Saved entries
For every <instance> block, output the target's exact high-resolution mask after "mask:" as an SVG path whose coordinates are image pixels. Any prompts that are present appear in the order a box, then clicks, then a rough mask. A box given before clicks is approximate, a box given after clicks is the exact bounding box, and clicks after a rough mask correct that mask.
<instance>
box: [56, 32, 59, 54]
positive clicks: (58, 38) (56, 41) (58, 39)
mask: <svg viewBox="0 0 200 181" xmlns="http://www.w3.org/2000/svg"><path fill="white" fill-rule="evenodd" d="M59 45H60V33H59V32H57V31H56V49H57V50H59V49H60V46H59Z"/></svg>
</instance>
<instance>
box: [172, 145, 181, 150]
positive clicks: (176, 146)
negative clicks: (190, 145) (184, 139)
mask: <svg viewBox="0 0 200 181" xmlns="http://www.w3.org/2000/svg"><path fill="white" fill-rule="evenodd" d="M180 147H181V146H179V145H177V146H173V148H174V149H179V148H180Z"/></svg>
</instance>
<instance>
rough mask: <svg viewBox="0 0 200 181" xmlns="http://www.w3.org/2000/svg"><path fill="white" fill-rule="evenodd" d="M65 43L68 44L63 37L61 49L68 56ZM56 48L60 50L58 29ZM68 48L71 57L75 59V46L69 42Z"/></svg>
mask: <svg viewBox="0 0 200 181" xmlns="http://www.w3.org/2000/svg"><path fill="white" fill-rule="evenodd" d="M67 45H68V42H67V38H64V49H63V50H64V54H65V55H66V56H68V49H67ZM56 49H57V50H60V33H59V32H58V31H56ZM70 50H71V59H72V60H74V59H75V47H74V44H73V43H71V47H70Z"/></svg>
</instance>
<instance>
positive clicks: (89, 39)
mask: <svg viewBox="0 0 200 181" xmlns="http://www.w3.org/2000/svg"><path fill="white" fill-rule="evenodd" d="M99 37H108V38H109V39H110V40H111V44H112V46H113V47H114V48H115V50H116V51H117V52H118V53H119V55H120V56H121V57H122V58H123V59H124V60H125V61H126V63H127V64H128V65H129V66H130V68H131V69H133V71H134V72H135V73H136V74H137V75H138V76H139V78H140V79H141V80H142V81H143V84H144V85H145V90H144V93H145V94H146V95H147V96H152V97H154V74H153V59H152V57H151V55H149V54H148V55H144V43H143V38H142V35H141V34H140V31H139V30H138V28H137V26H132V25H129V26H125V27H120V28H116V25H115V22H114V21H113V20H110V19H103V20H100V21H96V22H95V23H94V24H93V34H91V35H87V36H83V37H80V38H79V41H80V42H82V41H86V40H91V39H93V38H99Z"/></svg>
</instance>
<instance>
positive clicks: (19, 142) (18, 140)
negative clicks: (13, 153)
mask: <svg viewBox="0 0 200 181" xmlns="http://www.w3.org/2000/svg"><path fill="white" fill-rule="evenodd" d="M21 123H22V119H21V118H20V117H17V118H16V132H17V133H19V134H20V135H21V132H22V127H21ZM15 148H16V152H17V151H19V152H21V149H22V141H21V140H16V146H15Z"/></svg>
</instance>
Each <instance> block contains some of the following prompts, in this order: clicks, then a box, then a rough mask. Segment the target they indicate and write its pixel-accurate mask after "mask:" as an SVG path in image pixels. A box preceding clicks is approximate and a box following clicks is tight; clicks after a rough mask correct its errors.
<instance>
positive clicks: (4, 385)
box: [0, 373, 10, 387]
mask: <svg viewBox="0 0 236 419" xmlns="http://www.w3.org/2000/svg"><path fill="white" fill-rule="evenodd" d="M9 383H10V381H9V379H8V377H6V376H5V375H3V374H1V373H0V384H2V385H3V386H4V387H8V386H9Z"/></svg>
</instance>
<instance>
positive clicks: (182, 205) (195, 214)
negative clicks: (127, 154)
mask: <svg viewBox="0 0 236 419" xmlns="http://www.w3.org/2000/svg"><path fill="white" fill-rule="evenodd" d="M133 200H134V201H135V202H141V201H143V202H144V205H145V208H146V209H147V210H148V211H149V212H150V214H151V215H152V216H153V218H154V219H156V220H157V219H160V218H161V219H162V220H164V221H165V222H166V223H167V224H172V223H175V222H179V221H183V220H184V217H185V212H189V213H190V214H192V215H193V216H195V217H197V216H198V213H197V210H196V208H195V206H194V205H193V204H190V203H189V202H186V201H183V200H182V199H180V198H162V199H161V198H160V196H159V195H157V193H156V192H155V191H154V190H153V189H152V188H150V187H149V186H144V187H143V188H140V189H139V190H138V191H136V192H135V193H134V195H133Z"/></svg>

• **Exercise brief**:
Return each line of the data above verbatim.

• **Response for this exercise**:
For every <instance> block, output the target's exact high-resolution mask after "mask:" as an SVG path whose coordinates are image pixels. Any prompts that are present appear in the order a box, then clicks, then a rough mask. A box given before clicks is approximate, a box given after clicks is the exact bounding box, and clicks after a rough mask correct that mask.
<instance>
box: [56, 32, 59, 54]
positive clicks: (58, 38) (56, 41) (58, 39)
mask: <svg viewBox="0 0 200 181" xmlns="http://www.w3.org/2000/svg"><path fill="white" fill-rule="evenodd" d="M59 45H60V33H59V32H57V31H56V49H57V50H59V49H60V46H59Z"/></svg>
</instance>
<instance>
box: [172, 145, 181, 150]
positive clicks: (176, 146)
negative clicks: (190, 145) (184, 139)
mask: <svg viewBox="0 0 200 181" xmlns="http://www.w3.org/2000/svg"><path fill="white" fill-rule="evenodd" d="M180 147H181V146H179V145H177V146H173V148H174V149H179V148H180Z"/></svg>
</instance>
<instance>
rough mask: <svg viewBox="0 0 200 181" xmlns="http://www.w3.org/2000/svg"><path fill="white" fill-rule="evenodd" d="M65 43L68 44L63 37L61 49L68 56ZM56 48L60 50L58 29ZM68 48L71 57L75 59V46L69 42Z"/></svg>
mask: <svg viewBox="0 0 200 181" xmlns="http://www.w3.org/2000/svg"><path fill="white" fill-rule="evenodd" d="M67 45H68V42H67V38H64V49H63V50H64V54H65V55H66V56H68V49H67ZM56 49H57V50H60V33H59V32H58V31H56ZM70 50H71V59H72V60H74V59H75V47H74V44H73V43H71V47H70Z"/></svg>
</instance>
<instance>
positive clicks: (89, 39)
mask: <svg viewBox="0 0 200 181" xmlns="http://www.w3.org/2000/svg"><path fill="white" fill-rule="evenodd" d="M99 37H108V38H109V39H110V40H111V44H112V46H113V47H114V48H115V50H116V51H117V52H118V53H119V55H120V56H121V57H122V58H123V59H124V60H125V61H126V63H127V64H128V65H129V66H130V68H131V69H133V71H134V72H135V73H136V74H137V75H138V76H139V78H140V79H141V80H142V81H143V84H144V85H145V90H144V93H145V94H146V95H147V96H152V97H154V74H153V59H152V57H151V55H149V54H148V55H144V43H143V38H142V35H141V34H140V31H139V30H138V28H137V26H132V25H129V26H125V27H120V28H116V25H115V22H114V21H113V20H110V19H103V20H100V21H96V22H95V23H94V24H93V34H91V35H87V36H83V37H80V38H79V41H80V42H82V41H86V40H91V39H93V38H99Z"/></svg>
</instance>
<instance>
positive clicks: (19, 142) (18, 140)
negative clicks: (13, 153)
mask: <svg viewBox="0 0 200 181" xmlns="http://www.w3.org/2000/svg"><path fill="white" fill-rule="evenodd" d="M21 123H22V119H21V118H20V117H17V118H16V132H17V133H19V134H20V135H21V132H22V127H21ZM15 148H16V152H17V151H19V152H21V149H22V141H21V140H16V146H15Z"/></svg>
</instance>
Each <instance> block contains some of the following prompts, in this order: clicks, then a box, then a rough mask. Segment the target they indicate and write its pixel-accurate mask after "mask:" as an SVG path in image pixels. A box preceding clicks is approximate and a box following clicks is tight; clicks after a rough mask correct its errors.
<instance>
positive clicks: (4, 385)
box: [0, 373, 10, 387]
mask: <svg viewBox="0 0 236 419" xmlns="http://www.w3.org/2000/svg"><path fill="white" fill-rule="evenodd" d="M9 383H10V381H9V379H8V377H6V376H5V375H3V374H1V373H0V384H2V385H3V386H4V387H8V386H9Z"/></svg>
</instance>
<instance>
positive clicks: (182, 205) (195, 214)
negative clicks: (127, 154)
mask: <svg viewBox="0 0 236 419" xmlns="http://www.w3.org/2000/svg"><path fill="white" fill-rule="evenodd" d="M133 200H134V201H135V202H141V201H143V202H144V205H145V208H146V209H147V210H148V211H149V212H150V214H151V215H152V216H153V218H154V219H156V220H157V219H160V218H161V219H162V220H164V221H165V222H166V223H167V224H172V223H175V222H179V221H183V220H184V217H185V212H189V213H190V214H192V215H193V216H195V217H197V216H198V213H197V210H196V208H195V206H194V205H193V204H190V203H189V202H186V201H183V200H182V199H180V198H162V199H161V198H160V196H159V195H157V193H156V192H155V191H154V190H153V189H152V188H150V187H149V186H144V187H143V188H140V189H139V190H138V191H136V192H135V193H134V195H133Z"/></svg>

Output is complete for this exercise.